Task directions: Retype the Andrew Jackson passage below, word for word, from "3.  The emergence" to "at these links.".
___ Text segment ___
1. When Andrew Jackson traveled from his home, the Hermitage, to the White House, he was the first elected president from west of the Appalachians. He was to become the only president for which an era, the Age of Jackson, was named. Study the image above.  How does this image differ from the illustration in chapter 8? Describe the people in the crowd gathered to welcome Jackson. What was Jackson's appeal to them? Was the attraction based on his political philosophy, his new political style, or both?

  • Who at the Red Eagle Tavern did not vote for Jackson? Read The First Roughshod President: The American Franchise.  What changes in the franchise made Jackson's claim that he was the people's representative possible? Was he? 
  • View an artist's version of inaugural events. Go to By Popular Demand: Portraits of the Presidents and First Ladies, scroll down to "Jackson," select "Inauguration, 1828."  Magnify "The President's Levee, or all Creation going on." Why did the event horrify old Federalists?
  • Read Jackson's first inaugural address, delivered in March, 1829, for clues to what he might have said to the audiences that greeted him during his journey and at the White House. What are his views on the "rights of the separate states" and "management of the public revenue"? What policy does he "desire to observe toward the Indian tribes"? Does the address offer any hint of the great confrontations on states rights, the bank, or Indian removal, to come? 
  • Nine months later Jackson reported the State of the Nation to Congress. Scroll through the document to read sections on the "modification of the tariff," "State sovereignty," "the ulterior destiny of the Indian tribes," "the charter of the Bank of the United States"? How do Jackson's positions on each reflect the views of "the Common Man"? 

2.  In the 1830s Andrew Jackson not only dominated American politics, he became an important symbol of the new democratic culture. The only American president for which an era -- "The Age of Jackson" -- is named, Jackson championed the common man, strengthened the office of the presidency, and reshaped the nation's political system. Was Jackson's insistence that he reflected the best interests of the people accurate? How did Jackson's understanding of politics prompt his actions in the nullification crisis and his decision to destroy the Second Bank of the United States? Follow links to investigate these issues. 

3.  The emergence of democracy in America was accompanied by an intensifying racism. The demand for prime cotton land and slaves fostered new attitudes toward Indian people and increased the pace of removal. Discrimination and hostility toward free African Americans sharpened. What do you think is the relationship between an increase in racism and an era associated with rise of democracy? Did Jackson's Indian removal policy have broad public support? Study the map on page 342 of your text. Why was there greater urgency for the removal of southern tribes than northern? Find answers at these links.
___ Listed records ___
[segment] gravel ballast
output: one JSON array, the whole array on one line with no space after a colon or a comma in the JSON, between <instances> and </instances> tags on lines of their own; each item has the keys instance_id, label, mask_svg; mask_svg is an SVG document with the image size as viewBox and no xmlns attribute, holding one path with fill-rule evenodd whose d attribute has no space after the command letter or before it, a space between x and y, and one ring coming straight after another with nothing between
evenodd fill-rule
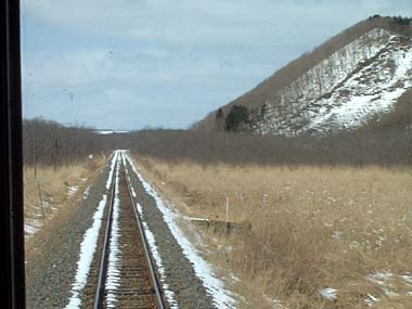
<instances>
[{"instance_id":1,"label":"gravel ballast","mask_svg":"<svg viewBox=\"0 0 412 309\"><path fill-rule=\"evenodd\" d=\"M128 163L128 170L132 167ZM143 219L153 233L159 252L165 282L178 302L179 308L217 308L203 282L196 276L192 263L170 232L156 201L144 189L137 175L129 172L131 184L137 193L137 202L142 206Z\"/></svg>"}]
</instances>

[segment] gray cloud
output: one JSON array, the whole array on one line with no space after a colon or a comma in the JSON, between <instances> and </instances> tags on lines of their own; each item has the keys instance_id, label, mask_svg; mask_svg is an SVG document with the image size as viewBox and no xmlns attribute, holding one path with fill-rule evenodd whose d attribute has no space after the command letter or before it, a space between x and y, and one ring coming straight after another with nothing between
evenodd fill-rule
<instances>
[{"instance_id":1,"label":"gray cloud","mask_svg":"<svg viewBox=\"0 0 412 309\"><path fill-rule=\"evenodd\" d=\"M185 127L353 23L411 8L401 0L23 4L31 34L23 34L25 116L128 129Z\"/></svg>"}]
</instances>

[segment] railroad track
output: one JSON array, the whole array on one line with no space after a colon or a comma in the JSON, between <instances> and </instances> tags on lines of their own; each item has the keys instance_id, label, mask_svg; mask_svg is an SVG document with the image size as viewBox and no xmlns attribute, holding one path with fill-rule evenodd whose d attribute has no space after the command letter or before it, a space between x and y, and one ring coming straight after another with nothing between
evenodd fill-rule
<instances>
[{"instance_id":1,"label":"railroad track","mask_svg":"<svg viewBox=\"0 0 412 309\"><path fill-rule=\"evenodd\" d=\"M93 308L165 308L131 194L125 159L116 162Z\"/></svg>"}]
</instances>

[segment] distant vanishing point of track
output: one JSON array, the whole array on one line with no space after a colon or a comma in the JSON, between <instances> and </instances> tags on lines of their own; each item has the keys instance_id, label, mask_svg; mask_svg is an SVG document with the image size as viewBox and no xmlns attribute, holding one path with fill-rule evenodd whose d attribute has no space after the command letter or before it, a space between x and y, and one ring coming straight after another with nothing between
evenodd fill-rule
<instances>
[{"instance_id":1,"label":"distant vanishing point of track","mask_svg":"<svg viewBox=\"0 0 412 309\"><path fill-rule=\"evenodd\" d=\"M93 308L165 308L120 153L103 229Z\"/></svg>"}]
</instances>

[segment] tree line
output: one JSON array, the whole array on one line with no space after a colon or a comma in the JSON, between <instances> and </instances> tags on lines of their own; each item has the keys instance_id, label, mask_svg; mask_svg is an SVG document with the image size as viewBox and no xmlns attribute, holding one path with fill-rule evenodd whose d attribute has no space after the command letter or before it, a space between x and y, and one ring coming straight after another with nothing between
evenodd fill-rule
<instances>
[{"instance_id":1,"label":"tree line","mask_svg":"<svg viewBox=\"0 0 412 309\"><path fill-rule=\"evenodd\" d=\"M108 155L123 143L117 134L96 134L93 129L66 127L42 118L23 120L25 166L53 166L54 169L82 160L88 155Z\"/></svg>"},{"instance_id":2,"label":"tree line","mask_svg":"<svg viewBox=\"0 0 412 309\"><path fill-rule=\"evenodd\" d=\"M144 130L132 150L173 163L203 165L347 165L412 166L412 132L362 130L322 138L249 136L194 130Z\"/></svg>"}]
</instances>

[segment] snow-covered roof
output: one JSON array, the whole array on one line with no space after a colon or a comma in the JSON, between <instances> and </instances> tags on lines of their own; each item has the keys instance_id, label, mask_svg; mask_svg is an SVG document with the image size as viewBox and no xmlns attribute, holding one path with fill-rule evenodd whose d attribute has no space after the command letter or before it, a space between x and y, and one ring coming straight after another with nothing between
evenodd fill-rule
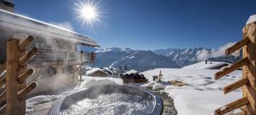
<instances>
[{"instance_id":1,"label":"snow-covered roof","mask_svg":"<svg viewBox=\"0 0 256 115\"><path fill-rule=\"evenodd\" d=\"M110 73L113 73L113 70L115 70L115 68L112 68L113 69L113 70L111 70L112 67L103 67L102 69L105 69L105 70L107 70Z\"/></svg>"},{"instance_id":2,"label":"snow-covered roof","mask_svg":"<svg viewBox=\"0 0 256 115\"><path fill-rule=\"evenodd\" d=\"M213 68L221 65L228 64L229 63L226 62L212 62L208 61L207 64L206 64L205 61L199 62L198 63L195 63L190 65L185 66L182 68L185 69L209 69Z\"/></svg>"},{"instance_id":3,"label":"snow-covered roof","mask_svg":"<svg viewBox=\"0 0 256 115\"><path fill-rule=\"evenodd\" d=\"M54 24L12 13L4 9L0 9L0 27L5 28L6 31L14 29L17 32L30 34L35 33L43 35L46 38L47 35L50 34L56 38L61 38L64 40L76 42L83 45L99 46L96 41L90 37Z\"/></svg>"},{"instance_id":4,"label":"snow-covered roof","mask_svg":"<svg viewBox=\"0 0 256 115\"><path fill-rule=\"evenodd\" d=\"M247 22L246 22L246 24L248 24L250 23L252 23L252 22L256 22L256 14L253 14L249 17Z\"/></svg>"},{"instance_id":5,"label":"snow-covered roof","mask_svg":"<svg viewBox=\"0 0 256 115\"><path fill-rule=\"evenodd\" d=\"M124 75L125 74L131 74L131 73L138 73L138 72L137 70L131 70L125 73L123 73Z\"/></svg>"},{"instance_id":6,"label":"snow-covered roof","mask_svg":"<svg viewBox=\"0 0 256 115\"><path fill-rule=\"evenodd\" d=\"M97 71L100 71L100 72L109 74L108 73L104 71L103 69L101 69L101 68L94 68L91 69L91 70L87 70L87 75L90 75L90 74L92 74L92 73L93 73L94 72L97 72Z\"/></svg>"}]
</instances>

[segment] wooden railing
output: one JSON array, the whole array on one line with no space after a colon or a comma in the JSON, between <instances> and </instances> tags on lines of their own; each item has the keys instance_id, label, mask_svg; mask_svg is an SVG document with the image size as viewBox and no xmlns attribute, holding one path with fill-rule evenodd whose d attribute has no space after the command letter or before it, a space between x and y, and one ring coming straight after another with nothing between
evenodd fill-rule
<instances>
[{"instance_id":1,"label":"wooden railing","mask_svg":"<svg viewBox=\"0 0 256 115\"><path fill-rule=\"evenodd\" d=\"M35 47L27 52L33 40L30 36L24 40L11 39L7 42L6 61L0 68L1 88L5 88L0 95L0 102L6 104L1 107L0 114L25 114L26 95L37 86L35 82L26 86L26 79L34 73L34 70L27 70L27 63L37 52Z\"/></svg>"},{"instance_id":2,"label":"wooden railing","mask_svg":"<svg viewBox=\"0 0 256 115\"><path fill-rule=\"evenodd\" d=\"M81 64L92 63L96 60L95 52L78 52L64 50L38 49L33 61L42 64Z\"/></svg>"},{"instance_id":3,"label":"wooden railing","mask_svg":"<svg viewBox=\"0 0 256 115\"><path fill-rule=\"evenodd\" d=\"M222 115L241 107L242 114L256 114L256 22L246 25L242 32L242 40L226 49L226 55L230 55L242 48L243 58L224 70L216 73L215 79L218 80L242 67L242 78L226 86L224 92L226 94L242 87L243 97L216 109L216 115Z\"/></svg>"}]
</instances>

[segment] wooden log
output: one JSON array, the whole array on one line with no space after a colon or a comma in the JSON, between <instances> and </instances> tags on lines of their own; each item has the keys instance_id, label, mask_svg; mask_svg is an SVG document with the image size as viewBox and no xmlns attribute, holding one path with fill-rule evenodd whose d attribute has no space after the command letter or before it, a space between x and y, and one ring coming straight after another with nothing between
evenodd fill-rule
<instances>
[{"instance_id":1,"label":"wooden log","mask_svg":"<svg viewBox=\"0 0 256 115\"><path fill-rule=\"evenodd\" d=\"M5 62L1 66L0 66L0 74L2 73L6 68L6 62Z\"/></svg>"},{"instance_id":2,"label":"wooden log","mask_svg":"<svg viewBox=\"0 0 256 115\"><path fill-rule=\"evenodd\" d=\"M26 113L26 101L19 101L19 59L22 52L19 50L19 40L11 39L6 45L6 114L7 115L19 115Z\"/></svg>"},{"instance_id":3,"label":"wooden log","mask_svg":"<svg viewBox=\"0 0 256 115\"><path fill-rule=\"evenodd\" d=\"M224 88L224 92L225 94L231 92L231 91L233 91L236 89L237 89L238 88L240 88L244 85L247 85L249 83L249 80L247 78L244 78L238 81L236 81L235 83L231 83L227 86L226 86Z\"/></svg>"},{"instance_id":4,"label":"wooden log","mask_svg":"<svg viewBox=\"0 0 256 115\"><path fill-rule=\"evenodd\" d=\"M25 89L20 91L18 94L18 99L19 100L25 99L26 97L26 95L28 94L32 90L33 90L37 86L37 83L36 83L35 82L33 82L30 85L29 85Z\"/></svg>"},{"instance_id":5,"label":"wooden log","mask_svg":"<svg viewBox=\"0 0 256 115\"><path fill-rule=\"evenodd\" d=\"M247 97L242 98L238 99L231 104L229 104L223 107L221 107L215 110L215 115L222 115L226 113L229 113L234 109L239 109L243 106L247 105L249 103L249 101Z\"/></svg>"},{"instance_id":6,"label":"wooden log","mask_svg":"<svg viewBox=\"0 0 256 115\"><path fill-rule=\"evenodd\" d=\"M4 71L3 73L1 73L1 75L0 75L0 78L4 78L6 75L6 71ZM1 79L0 80L0 81Z\"/></svg>"},{"instance_id":7,"label":"wooden log","mask_svg":"<svg viewBox=\"0 0 256 115\"><path fill-rule=\"evenodd\" d=\"M242 40L241 41L237 42L236 44L233 45L232 46L229 47L228 49L225 50L226 55L229 55L233 53L234 52L239 50L243 46L247 45L249 42L249 40L250 40L249 38L246 37Z\"/></svg>"},{"instance_id":8,"label":"wooden log","mask_svg":"<svg viewBox=\"0 0 256 115\"><path fill-rule=\"evenodd\" d=\"M6 100L6 91L4 91L0 96L0 102Z\"/></svg>"},{"instance_id":9,"label":"wooden log","mask_svg":"<svg viewBox=\"0 0 256 115\"><path fill-rule=\"evenodd\" d=\"M248 64L248 63L250 63L248 58L244 58L242 59L241 60L235 63L234 64L233 64L230 67L226 68L224 70L221 70L221 71L219 71L219 72L215 73L214 78L215 78L215 80L218 80L218 79L221 78L221 77L224 76L225 75L227 75L227 74L236 70L237 69Z\"/></svg>"},{"instance_id":10,"label":"wooden log","mask_svg":"<svg viewBox=\"0 0 256 115\"><path fill-rule=\"evenodd\" d=\"M29 69L22 75L21 75L19 78L18 78L18 82L19 83L23 83L26 79L31 75L32 75L35 73L35 70L33 69Z\"/></svg>"},{"instance_id":11,"label":"wooden log","mask_svg":"<svg viewBox=\"0 0 256 115\"><path fill-rule=\"evenodd\" d=\"M6 114L6 104L4 104L3 106L0 108L0 114Z\"/></svg>"},{"instance_id":12,"label":"wooden log","mask_svg":"<svg viewBox=\"0 0 256 115\"><path fill-rule=\"evenodd\" d=\"M247 97L250 104L243 107L249 115L256 114L256 22L247 24L243 28L243 37L248 37L248 45L243 47L243 58L248 57L250 64L243 68L243 78L248 78L250 85L242 87L244 97Z\"/></svg>"},{"instance_id":13,"label":"wooden log","mask_svg":"<svg viewBox=\"0 0 256 115\"><path fill-rule=\"evenodd\" d=\"M23 67L24 65L26 64L31 58L32 58L37 52L37 48L36 47L30 50L28 53L19 59L19 67Z\"/></svg>"},{"instance_id":14,"label":"wooden log","mask_svg":"<svg viewBox=\"0 0 256 115\"><path fill-rule=\"evenodd\" d=\"M19 49L21 52L25 51L27 49L27 47L34 40L32 36L28 36L22 43L19 45Z\"/></svg>"}]
</instances>

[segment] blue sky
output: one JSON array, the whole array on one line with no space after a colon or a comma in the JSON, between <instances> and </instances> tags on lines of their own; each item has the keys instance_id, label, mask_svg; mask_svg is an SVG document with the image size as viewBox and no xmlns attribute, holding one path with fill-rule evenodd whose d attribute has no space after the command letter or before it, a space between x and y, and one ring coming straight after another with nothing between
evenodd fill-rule
<instances>
[{"instance_id":1,"label":"blue sky","mask_svg":"<svg viewBox=\"0 0 256 115\"><path fill-rule=\"evenodd\" d=\"M14 0L15 11L39 20L70 24L102 47L139 50L217 48L242 37L253 0L104 0L100 19L107 26L81 25L74 10L76 0Z\"/></svg>"}]
</instances>

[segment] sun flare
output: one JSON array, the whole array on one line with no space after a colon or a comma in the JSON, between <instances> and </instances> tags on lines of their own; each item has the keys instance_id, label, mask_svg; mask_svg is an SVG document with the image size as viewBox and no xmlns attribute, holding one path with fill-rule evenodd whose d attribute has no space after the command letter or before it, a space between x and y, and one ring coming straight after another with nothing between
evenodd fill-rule
<instances>
[{"instance_id":1,"label":"sun flare","mask_svg":"<svg viewBox=\"0 0 256 115\"><path fill-rule=\"evenodd\" d=\"M82 26L92 27L94 29L94 26L100 24L105 27L105 24L100 20L102 12L100 9L102 6L102 1L79 1L76 3L77 19L82 22Z\"/></svg>"},{"instance_id":2,"label":"sun flare","mask_svg":"<svg viewBox=\"0 0 256 115\"><path fill-rule=\"evenodd\" d=\"M86 6L81 9L81 15L85 19L94 19L97 18L97 12L95 9L90 6Z\"/></svg>"}]
</instances>

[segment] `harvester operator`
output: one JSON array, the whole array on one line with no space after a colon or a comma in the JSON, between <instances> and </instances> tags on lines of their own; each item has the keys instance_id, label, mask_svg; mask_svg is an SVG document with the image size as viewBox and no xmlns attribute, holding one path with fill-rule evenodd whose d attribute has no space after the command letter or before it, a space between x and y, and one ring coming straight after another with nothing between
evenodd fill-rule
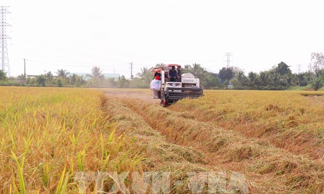
<instances>
[{"instance_id":1,"label":"harvester operator","mask_svg":"<svg viewBox=\"0 0 324 194\"><path fill-rule=\"evenodd\" d=\"M169 71L169 80L170 82L176 82L177 78L179 78L178 73L175 70L175 67L172 66L172 69Z\"/></svg>"}]
</instances>

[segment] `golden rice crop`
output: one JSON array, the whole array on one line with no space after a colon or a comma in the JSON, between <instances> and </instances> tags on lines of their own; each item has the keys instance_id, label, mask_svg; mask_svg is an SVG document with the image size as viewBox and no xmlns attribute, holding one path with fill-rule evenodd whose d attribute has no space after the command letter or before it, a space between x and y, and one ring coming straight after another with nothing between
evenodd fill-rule
<instances>
[{"instance_id":1,"label":"golden rice crop","mask_svg":"<svg viewBox=\"0 0 324 194\"><path fill-rule=\"evenodd\" d=\"M78 171L129 170L136 165L136 155L126 154L131 144L114 133L114 124L107 119L101 92L1 90L1 192L78 193L72 179Z\"/></svg>"}]
</instances>

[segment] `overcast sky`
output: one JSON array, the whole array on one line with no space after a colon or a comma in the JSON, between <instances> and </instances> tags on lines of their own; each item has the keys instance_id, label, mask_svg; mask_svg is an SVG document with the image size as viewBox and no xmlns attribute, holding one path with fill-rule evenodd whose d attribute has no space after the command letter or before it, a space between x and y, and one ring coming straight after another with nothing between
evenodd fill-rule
___
Worked solution:
3.  The emergence of democracy in America was accompanied by an intensifying racism. The demand for prime cotton land and slaves fostered new attitudes toward Indian people and increased the pace of removal. Discrimination and hostility toward free African Americans sharpened. What do you think is the relationship between an increase in racism and an era associated with rise of democracy? Did Jackson's Indian removal policy have broad public support? Study the map on page 342 of your text. Why was there greater urgency for the removal of southern tribes than northern? Find answers at these links.